• **RECORDS TO USE**
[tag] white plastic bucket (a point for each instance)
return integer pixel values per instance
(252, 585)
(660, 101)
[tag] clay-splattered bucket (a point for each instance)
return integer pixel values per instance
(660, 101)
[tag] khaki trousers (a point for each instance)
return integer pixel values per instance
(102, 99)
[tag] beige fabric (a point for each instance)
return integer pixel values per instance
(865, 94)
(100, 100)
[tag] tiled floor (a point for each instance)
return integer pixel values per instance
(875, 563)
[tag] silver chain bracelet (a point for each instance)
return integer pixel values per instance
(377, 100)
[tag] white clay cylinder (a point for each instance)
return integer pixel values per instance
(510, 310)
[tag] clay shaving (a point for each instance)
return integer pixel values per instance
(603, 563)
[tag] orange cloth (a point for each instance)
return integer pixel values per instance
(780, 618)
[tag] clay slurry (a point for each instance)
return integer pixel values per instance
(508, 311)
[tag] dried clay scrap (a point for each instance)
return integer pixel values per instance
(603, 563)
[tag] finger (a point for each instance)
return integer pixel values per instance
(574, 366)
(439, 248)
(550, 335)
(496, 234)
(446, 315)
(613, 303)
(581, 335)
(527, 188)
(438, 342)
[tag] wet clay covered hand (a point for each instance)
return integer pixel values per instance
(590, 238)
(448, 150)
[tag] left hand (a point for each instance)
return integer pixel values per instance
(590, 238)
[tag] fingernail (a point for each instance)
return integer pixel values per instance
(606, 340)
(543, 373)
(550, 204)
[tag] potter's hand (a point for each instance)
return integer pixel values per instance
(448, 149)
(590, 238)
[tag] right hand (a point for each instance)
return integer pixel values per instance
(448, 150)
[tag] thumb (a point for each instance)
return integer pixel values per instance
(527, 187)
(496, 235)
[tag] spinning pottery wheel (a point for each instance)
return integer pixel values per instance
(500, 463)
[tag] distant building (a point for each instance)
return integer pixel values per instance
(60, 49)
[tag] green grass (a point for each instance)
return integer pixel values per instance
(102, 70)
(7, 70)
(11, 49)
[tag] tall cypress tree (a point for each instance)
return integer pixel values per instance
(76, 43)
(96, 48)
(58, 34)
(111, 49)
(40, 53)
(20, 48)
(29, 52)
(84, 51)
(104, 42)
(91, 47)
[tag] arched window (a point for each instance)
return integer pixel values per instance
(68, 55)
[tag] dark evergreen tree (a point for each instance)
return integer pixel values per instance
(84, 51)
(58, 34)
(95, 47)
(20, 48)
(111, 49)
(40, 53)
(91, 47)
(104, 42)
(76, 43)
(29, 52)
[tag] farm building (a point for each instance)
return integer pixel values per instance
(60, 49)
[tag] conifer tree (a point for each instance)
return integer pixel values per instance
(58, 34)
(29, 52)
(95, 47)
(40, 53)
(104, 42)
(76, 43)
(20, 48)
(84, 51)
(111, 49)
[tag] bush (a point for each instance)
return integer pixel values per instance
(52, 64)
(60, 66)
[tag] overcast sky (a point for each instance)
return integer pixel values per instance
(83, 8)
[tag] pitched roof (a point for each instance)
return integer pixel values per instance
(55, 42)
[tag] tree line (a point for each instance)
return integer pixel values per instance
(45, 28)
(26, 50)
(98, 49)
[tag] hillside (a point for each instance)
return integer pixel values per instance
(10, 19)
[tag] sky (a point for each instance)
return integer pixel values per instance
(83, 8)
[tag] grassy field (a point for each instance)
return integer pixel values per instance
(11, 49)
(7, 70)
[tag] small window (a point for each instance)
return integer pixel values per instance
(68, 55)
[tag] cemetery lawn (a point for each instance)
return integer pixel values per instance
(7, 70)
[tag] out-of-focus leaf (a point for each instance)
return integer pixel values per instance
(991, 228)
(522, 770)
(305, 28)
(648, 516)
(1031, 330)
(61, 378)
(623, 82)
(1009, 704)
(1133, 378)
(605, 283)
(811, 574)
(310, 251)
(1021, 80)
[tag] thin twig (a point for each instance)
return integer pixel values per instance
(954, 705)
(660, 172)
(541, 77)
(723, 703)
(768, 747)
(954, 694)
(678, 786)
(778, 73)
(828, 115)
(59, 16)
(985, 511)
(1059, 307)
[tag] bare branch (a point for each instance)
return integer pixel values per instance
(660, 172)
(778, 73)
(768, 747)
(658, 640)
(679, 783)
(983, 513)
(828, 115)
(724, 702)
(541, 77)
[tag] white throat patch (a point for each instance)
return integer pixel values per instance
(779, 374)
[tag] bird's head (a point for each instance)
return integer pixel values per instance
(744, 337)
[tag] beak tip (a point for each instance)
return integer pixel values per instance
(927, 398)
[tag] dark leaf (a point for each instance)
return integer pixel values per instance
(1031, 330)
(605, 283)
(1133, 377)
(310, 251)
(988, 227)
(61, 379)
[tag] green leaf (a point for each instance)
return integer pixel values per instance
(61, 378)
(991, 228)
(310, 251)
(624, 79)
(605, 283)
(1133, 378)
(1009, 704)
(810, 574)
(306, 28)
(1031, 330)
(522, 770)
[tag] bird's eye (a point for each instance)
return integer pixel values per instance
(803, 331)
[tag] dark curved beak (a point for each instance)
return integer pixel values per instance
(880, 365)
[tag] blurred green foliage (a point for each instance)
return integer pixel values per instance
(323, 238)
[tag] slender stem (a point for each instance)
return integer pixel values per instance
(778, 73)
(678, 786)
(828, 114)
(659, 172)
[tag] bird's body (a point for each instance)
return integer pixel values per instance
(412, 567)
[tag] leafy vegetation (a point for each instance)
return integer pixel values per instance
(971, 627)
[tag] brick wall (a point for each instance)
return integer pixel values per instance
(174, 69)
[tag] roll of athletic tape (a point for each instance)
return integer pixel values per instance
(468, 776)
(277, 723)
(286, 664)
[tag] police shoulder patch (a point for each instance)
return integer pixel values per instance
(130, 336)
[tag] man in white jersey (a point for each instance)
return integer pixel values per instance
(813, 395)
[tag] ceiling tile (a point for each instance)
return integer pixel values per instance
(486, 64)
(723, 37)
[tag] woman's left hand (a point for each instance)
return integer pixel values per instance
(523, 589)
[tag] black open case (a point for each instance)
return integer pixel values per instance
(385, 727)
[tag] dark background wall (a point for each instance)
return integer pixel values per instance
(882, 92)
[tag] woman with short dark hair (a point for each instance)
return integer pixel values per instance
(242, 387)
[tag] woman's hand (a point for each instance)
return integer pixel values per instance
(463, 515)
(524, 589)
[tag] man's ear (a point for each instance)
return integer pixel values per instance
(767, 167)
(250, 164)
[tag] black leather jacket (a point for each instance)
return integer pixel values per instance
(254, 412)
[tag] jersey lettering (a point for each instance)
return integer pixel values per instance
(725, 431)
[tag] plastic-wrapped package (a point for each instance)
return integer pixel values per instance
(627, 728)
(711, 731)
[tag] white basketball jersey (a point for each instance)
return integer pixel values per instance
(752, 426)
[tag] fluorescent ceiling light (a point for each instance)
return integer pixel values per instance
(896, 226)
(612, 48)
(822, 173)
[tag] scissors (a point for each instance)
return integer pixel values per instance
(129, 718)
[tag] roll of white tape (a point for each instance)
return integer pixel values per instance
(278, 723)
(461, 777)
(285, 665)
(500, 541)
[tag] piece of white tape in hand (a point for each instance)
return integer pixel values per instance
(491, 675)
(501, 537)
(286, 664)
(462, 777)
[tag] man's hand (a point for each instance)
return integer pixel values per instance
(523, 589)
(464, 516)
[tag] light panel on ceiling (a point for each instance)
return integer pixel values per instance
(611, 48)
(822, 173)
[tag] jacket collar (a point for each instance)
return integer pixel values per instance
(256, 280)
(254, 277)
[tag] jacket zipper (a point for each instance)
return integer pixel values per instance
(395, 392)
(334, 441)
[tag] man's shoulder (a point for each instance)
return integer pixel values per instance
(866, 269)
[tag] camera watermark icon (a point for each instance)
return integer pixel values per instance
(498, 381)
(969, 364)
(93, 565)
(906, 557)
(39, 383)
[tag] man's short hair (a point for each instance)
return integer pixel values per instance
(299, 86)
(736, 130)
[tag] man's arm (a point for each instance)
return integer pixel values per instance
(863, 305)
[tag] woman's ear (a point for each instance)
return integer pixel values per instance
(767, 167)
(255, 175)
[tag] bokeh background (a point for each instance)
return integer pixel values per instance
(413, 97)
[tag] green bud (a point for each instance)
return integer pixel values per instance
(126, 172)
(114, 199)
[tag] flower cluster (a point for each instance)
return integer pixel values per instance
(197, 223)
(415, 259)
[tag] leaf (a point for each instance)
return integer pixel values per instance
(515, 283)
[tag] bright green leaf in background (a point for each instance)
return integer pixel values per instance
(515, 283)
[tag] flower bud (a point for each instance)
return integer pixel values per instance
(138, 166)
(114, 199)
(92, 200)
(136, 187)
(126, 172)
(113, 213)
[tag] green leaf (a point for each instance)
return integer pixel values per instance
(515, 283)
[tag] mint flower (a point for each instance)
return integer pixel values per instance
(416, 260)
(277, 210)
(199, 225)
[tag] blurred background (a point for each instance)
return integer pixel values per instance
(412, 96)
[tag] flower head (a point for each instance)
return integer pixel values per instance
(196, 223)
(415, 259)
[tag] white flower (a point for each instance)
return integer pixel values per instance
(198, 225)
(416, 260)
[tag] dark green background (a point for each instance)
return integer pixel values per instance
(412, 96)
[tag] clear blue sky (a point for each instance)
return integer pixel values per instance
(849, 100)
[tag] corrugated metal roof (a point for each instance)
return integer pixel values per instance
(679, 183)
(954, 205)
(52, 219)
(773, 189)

• **WHAT THE EXERCISE ASKS**
Starting with the line that contains "[tag] flower head (a point for each instance)" and going on through the end of the data, write out every line again, leaving each text line unchanged and raising each x and y coordinate by 116.

• **THE RESULT**
[tag] flower head (a point for each instance)
return integer pixel values per instance
(312, 339)
(531, 375)
[tag] white flower (a point for each instance)
return integer pixel values per instance
(314, 341)
(532, 376)
[tag] dark green background (a point for each instance)
return integer pixel values per instance
(528, 212)
[tag] clear blue sky (a point for each instance)
return integer pixel values per instance
(965, 216)
[tag] corrugated metal roof (a point for each instance)
return integer pixel values per instance
(795, 299)
(1070, 321)
(168, 335)
(889, 305)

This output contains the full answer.